The result should be a full, exact repeat of the entries, free of pictures.
=== Begin Enclosure ===
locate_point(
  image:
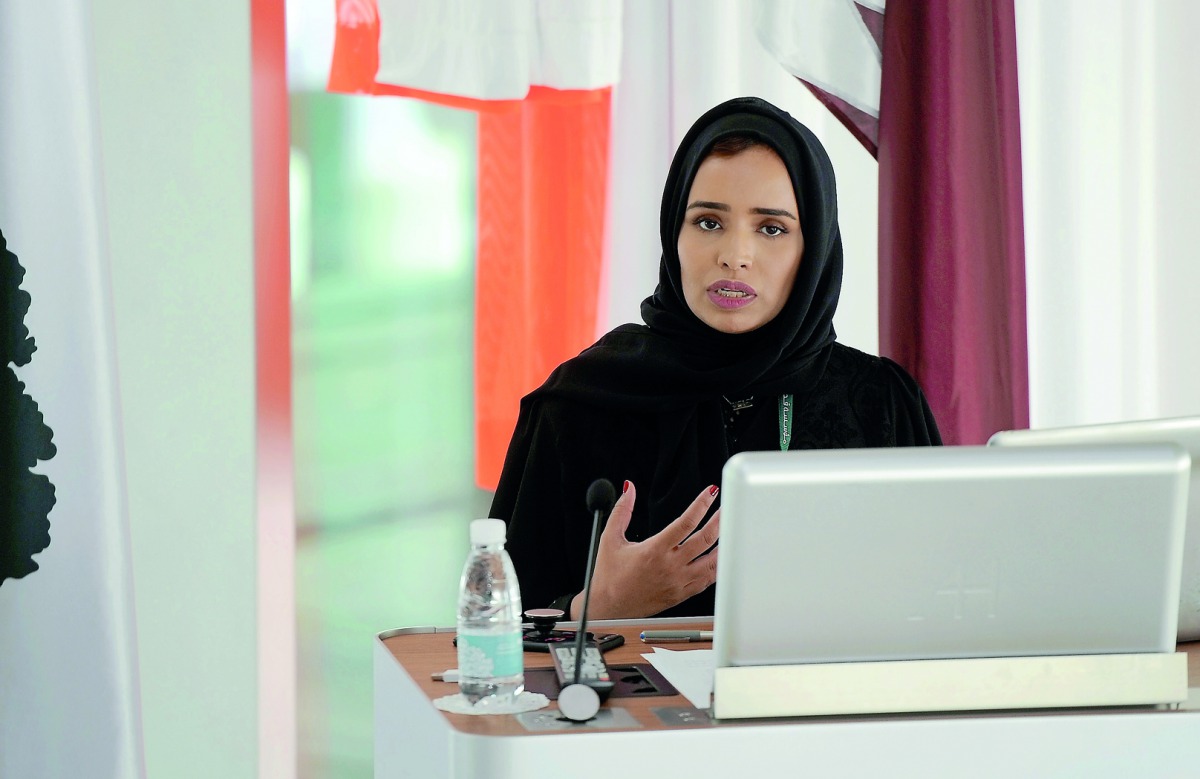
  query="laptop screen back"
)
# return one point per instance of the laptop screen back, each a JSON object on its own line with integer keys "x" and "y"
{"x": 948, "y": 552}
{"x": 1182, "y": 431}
=== End Enclosure ===
__SOLUTION BELOW__.
locate_point(
  image:
  query="laptop screen back"
)
# return one point per instance of the laptop screen back, each a JSON object on its own line with integer keys "x" and "y"
{"x": 948, "y": 552}
{"x": 1182, "y": 431}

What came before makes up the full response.